*** Opening of Data excerpts ***

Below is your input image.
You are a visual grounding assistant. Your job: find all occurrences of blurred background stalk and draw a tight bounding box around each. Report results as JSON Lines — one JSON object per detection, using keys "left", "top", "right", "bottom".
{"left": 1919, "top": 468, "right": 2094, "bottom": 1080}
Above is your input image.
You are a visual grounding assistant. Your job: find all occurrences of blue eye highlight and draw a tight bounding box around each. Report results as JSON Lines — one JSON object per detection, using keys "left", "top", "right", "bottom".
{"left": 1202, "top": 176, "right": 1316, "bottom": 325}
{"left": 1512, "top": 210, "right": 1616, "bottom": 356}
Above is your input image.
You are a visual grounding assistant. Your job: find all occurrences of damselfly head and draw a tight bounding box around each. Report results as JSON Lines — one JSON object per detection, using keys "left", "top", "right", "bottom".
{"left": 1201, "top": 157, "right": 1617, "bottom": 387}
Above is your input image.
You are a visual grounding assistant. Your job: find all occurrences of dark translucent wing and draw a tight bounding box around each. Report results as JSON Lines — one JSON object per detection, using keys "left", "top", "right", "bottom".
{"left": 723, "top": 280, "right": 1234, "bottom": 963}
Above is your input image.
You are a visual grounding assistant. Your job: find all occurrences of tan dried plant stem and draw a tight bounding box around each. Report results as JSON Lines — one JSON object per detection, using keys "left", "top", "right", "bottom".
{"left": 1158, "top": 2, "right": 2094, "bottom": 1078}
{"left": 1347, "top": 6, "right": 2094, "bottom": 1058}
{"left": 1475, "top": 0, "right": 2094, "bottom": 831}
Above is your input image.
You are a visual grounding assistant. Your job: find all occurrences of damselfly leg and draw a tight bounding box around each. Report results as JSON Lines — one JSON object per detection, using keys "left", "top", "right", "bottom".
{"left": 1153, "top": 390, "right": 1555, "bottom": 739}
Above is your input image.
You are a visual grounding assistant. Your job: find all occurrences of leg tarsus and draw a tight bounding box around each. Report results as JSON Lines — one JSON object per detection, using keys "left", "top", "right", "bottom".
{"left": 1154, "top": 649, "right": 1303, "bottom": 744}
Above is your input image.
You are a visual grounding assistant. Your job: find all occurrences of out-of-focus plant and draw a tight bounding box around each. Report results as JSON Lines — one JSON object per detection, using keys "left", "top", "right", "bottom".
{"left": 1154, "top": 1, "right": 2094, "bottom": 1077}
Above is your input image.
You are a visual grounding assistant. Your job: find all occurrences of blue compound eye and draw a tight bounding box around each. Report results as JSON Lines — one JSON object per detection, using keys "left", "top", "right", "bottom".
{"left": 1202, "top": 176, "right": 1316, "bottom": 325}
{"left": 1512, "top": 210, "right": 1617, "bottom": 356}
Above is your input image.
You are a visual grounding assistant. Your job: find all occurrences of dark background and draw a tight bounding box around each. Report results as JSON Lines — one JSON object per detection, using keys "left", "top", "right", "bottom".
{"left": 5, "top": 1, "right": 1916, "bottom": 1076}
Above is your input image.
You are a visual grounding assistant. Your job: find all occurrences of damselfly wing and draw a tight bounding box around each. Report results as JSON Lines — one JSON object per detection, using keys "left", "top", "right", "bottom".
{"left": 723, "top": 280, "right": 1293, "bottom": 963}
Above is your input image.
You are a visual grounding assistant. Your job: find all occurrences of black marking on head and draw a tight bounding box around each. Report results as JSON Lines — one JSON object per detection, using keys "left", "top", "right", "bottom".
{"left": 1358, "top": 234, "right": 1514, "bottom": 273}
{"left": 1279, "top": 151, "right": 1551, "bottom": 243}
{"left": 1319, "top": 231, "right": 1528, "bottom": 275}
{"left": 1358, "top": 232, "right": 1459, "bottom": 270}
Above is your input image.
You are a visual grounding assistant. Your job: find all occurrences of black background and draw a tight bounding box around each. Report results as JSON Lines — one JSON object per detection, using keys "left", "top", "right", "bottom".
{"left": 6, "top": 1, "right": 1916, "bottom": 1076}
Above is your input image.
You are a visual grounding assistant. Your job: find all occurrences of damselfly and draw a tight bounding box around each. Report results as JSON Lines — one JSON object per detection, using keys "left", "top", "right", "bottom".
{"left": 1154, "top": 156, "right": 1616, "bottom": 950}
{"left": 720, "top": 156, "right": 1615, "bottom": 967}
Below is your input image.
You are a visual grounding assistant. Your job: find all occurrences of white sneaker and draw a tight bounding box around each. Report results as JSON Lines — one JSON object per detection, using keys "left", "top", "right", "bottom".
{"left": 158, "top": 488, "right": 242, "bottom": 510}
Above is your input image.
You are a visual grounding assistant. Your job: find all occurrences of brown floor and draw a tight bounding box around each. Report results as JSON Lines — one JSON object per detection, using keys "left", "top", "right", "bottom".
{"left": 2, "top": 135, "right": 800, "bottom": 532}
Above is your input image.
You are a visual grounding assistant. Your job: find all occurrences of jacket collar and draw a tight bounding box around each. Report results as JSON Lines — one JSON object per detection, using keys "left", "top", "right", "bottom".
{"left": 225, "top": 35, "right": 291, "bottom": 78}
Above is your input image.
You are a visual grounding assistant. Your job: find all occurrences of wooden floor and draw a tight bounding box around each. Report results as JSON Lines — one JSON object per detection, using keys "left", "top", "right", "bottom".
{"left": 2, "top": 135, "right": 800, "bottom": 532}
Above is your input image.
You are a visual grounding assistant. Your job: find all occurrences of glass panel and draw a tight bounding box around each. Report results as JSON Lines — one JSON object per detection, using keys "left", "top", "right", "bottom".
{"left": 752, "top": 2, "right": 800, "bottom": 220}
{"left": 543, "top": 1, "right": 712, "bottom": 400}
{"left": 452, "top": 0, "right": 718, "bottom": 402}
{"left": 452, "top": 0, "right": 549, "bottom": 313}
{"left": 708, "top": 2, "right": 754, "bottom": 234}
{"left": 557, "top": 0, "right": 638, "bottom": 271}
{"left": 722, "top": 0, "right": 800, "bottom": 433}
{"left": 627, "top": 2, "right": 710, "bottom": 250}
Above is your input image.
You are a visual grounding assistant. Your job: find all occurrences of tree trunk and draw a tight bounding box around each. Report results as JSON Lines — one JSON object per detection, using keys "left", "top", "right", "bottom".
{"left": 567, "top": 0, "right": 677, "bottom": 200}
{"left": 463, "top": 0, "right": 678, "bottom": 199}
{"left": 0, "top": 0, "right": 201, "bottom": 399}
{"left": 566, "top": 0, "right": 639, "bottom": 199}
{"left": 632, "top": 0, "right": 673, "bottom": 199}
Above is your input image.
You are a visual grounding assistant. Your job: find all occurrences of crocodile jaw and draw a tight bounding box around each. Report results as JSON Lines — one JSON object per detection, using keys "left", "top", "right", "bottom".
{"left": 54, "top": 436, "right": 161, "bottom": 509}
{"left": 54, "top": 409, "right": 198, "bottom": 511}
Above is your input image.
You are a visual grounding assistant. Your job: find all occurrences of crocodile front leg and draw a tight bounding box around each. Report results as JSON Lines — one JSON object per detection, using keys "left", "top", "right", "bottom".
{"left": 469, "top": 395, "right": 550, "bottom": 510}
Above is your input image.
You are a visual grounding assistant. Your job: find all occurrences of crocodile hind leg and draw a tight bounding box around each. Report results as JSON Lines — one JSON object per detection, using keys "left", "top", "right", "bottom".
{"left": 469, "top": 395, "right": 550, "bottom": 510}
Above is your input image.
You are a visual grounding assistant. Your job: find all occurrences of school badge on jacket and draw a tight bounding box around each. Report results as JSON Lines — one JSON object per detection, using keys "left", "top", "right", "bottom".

*** Close of Data excerpts ***

:: Problem requirements ::
Each entry is to be written out exactly as it was given.

:: Output ::
Below is your input image.
You are a visual grounding assistant. Your job: find all occurrences of blurred background stalk and draw a tight bounding box around each. Report results as JSON Lines — one JSON object per detection, using keys "left", "top", "right", "bottom".
{"left": 1919, "top": 468, "right": 2094, "bottom": 1080}
Above is your input image.
You are a visual grounding assistant. Your job: find all occurrences of blue eye highlight and draw a tight bounding box around each. Report results as JSON Lines — one JSON object per detection, using keys "left", "top", "right", "bottom".
{"left": 1202, "top": 176, "right": 1316, "bottom": 325}
{"left": 1512, "top": 210, "right": 1616, "bottom": 356}
Above is your input image.
You are a visual grounding assistant. Your job: find all occurrences of damselfly head and draw a tight bounding box around each. Report results as JSON Lines — one JSON object per detection, using keys "left", "top", "right", "bottom".
{"left": 1201, "top": 157, "right": 1617, "bottom": 387}
Above is your input image.
You are a visual grounding assistant. Your job: find all occurrences of dark translucent wing and draw a tight bounding box around each. Report results as JSON Lines — one JSON object per detection, using keys "left", "top", "right", "bottom".
{"left": 723, "top": 280, "right": 1234, "bottom": 963}
Above is your input image.
You are a visual grounding assistant. Your job: find all occurrences of tan dried plant stem and draw a tight bounding box around each. Report results as JSON Lines — one JSON object per detection, using keys "left", "top", "right", "bottom".
{"left": 1158, "top": 2, "right": 2094, "bottom": 1078}
{"left": 1347, "top": 6, "right": 2094, "bottom": 1058}
{"left": 1475, "top": 0, "right": 2094, "bottom": 831}
Above is your input image.
You are a visual grounding assistant. Your job: find all occurrences of damselfly leg and draw a tight bounding box around each. Report results as JSON Lines — one JSON object per detection, using keys "left", "top", "right", "bottom".
{"left": 1153, "top": 390, "right": 1555, "bottom": 739}
Above is your input image.
You are a visual grounding assistant. Your job: find all occurrences of leg tarsus and draw a tight bounding box around each. Report results as JSON Lines — one JSON object per detection, using keys "left", "top", "right", "bottom".
{"left": 1154, "top": 649, "right": 1303, "bottom": 744}
Above is your input image.
You are a visual grounding assistant. Your job: find all occurrences of out-of-focus plant and draw a tight bounding box around each. Report results as JSON Lines — one JSON object per detection, using keys "left", "top", "right", "bottom".
{"left": 1154, "top": 1, "right": 2094, "bottom": 1077}
Above is your input image.
You are a visual grounding assistant. Your job: find all occurrences of blue compound eye and draw a tight bounding box around each. Report results as JSON Lines — one JSON object per detection, using keys "left", "top", "right", "bottom".
{"left": 1202, "top": 176, "right": 1316, "bottom": 325}
{"left": 1512, "top": 210, "right": 1617, "bottom": 356}
Above is your input image.
You are a visual grounding assistant. Your job: find all occurrences of dark background and draw a tight bounding box around each. Report results as JSON Lines — one JSON object per detection, using keys "left", "top", "right", "bottom".
{"left": 5, "top": 1, "right": 1916, "bottom": 1076}
Above is your input image.
You are a visual grounding assistant. Your job: find all occurrences of damselfly wing and draw a tight bounding box around each. Report results as JSON Lines — one JSON object per detection, using keys "left", "top", "right", "bottom".
{"left": 723, "top": 280, "right": 1293, "bottom": 963}
Above is your input image.
You are a visual grounding assistant. Your job: find all occurrences of black marking on head and draw a tight bounding box around each. Report results as JSON Lines — one JSON object per detection, using keys "left", "top", "right", "bottom".
{"left": 1358, "top": 234, "right": 1514, "bottom": 273}
{"left": 1279, "top": 151, "right": 1551, "bottom": 243}
{"left": 1319, "top": 231, "right": 1528, "bottom": 275}
{"left": 1358, "top": 232, "right": 1459, "bottom": 270}
Above is your input image.
You are a visual grounding assistant. Your job: find all occurrences of black background and draw a tight bounding box around each. Report results as JSON Lines — one JSON object per detection, using keys "left", "top", "right", "bottom".
{"left": 6, "top": 1, "right": 1916, "bottom": 1076}
Above is your input image.
You are a visual grounding assistant. Your job: find all occurrences of damselfly and draw a tight bounding box around each. Report results as JSON Lines — one JSON object per detection, using keys "left", "top", "right", "bottom".
{"left": 1154, "top": 156, "right": 1616, "bottom": 950}
{"left": 720, "top": 156, "right": 1615, "bottom": 967}
Below is your input image.
You are a visual grounding assistant. Your job: find all occurrences of white sneaker and draw a tight bounding box around each. Report results as JSON Lines — one JSON object per detection, using keys "left", "top", "right", "bottom".
{"left": 158, "top": 488, "right": 242, "bottom": 510}
Above is your input image.
You are a visual grounding assistant. Your job: find all occurrences of brown floor and draw a tight bounding box around each. Report results as JSON Lines — one JSON object per detection, using keys "left", "top", "right", "bottom".
{"left": 2, "top": 135, "right": 800, "bottom": 532}
Above is your input image.
You are a visual grounding assistant. Your job: find all occurrences of jacket collar and draw a tight bounding box around each. Report results as JSON Lines — one JSON object per detection, using keys "left", "top", "right", "bottom".
{"left": 225, "top": 35, "right": 291, "bottom": 78}
Above is your input image.
You are a visual grounding assistant. Your job: find all occurrences of wooden floor and draw a tight bounding box around each. Report results as JSON Lines — one JSON object per detection, using keys "left", "top", "right", "bottom".
{"left": 2, "top": 135, "right": 800, "bottom": 532}
Above is your input image.
You are a visual grounding assistant. Your job: find all occurrences of glass panel and draw a tight bounding box around each. Report results as JSON Lines — one JSON object per detection, using keys "left", "top", "right", "bottom".
{"left": 752, "top": 2, "right": 800, "bottom": 220}
{"left": 543, "top": 1, "right": 712, "bottom": 400}
{"left": 452, "top": 0, "right": 718, "bottom": 402}
{"left": 452, "top": 0, "right": 549, "bottom": 313}
{"left": 708, "top": 2, "right": 754, "bottom": 234}
{"left": 557, "top": 0, "right": 638, "bottom": 271}
{"left": 722, "top": 0, "right": 800, "bottom": 433}
{"left": 627, "top": 2, "right": 710, "bottom": 250}
Above is your input image.
You are a visual grounding assistant. Your job: find all occurrences of tree trunk and draw a tight bounding box around each. Report results as JSON Lines — one JSON object per detection, using keys "left", "top", "right", "bottom".
{"left": 567, "top": 0, "right": 677, "bottom": 200}
{"left": 463, "top": 0, "right": 678, "bottom": 199}
{"left": 0, "top": 0, "right": 201, "bottom": 399}
{"left": 566, "top": 0, "right": 639, "bottom": 199}
{"left": 632, "top": 0, "right": 673, "bottom": 199}
Above is your input image.
You are a visual grounding assistant. Your job: find all occurrences of crocodile jaw and draw a tight bounding box around each. Report results as JSON Lines — one JSON object per detection, using keys "left", "top", "right", "bottom".
{"left": 54, "top": 436, "right": 161, "bottom": 509}
{"left": 54, "top": 409, "right": 198, "bottom": 511}
Above is your input image.
You are a visual grounding assistant. Your job: find all occurrences of crocodile front leg and draw a tight bounding box around each. Report results as JSON Lines — one JSON object per detection, using keys "left", "top", "right", "bottom".
{"left": 469, "top": 395, "right": 550, "bottom": 510}
Above is your input image.
You are a visual grounding assistant. Your job: find all occurrences of crocodile hind leg and draw a tight bounding box around each. Report results as JSON Lines — one JSON object per detection, using keys "left", "top", "right", "bottom".
{"left": 469, "top": 395, "right": 550, "bottom": 510}
Above is your input image.
You are a visual grounding assistant. Your job: find all occurrences of school badge on jacket and draw a tight bounding box around each. Report results as JSON Lines — one JSON object per detection, using keys "left", "top", "right", "bottom".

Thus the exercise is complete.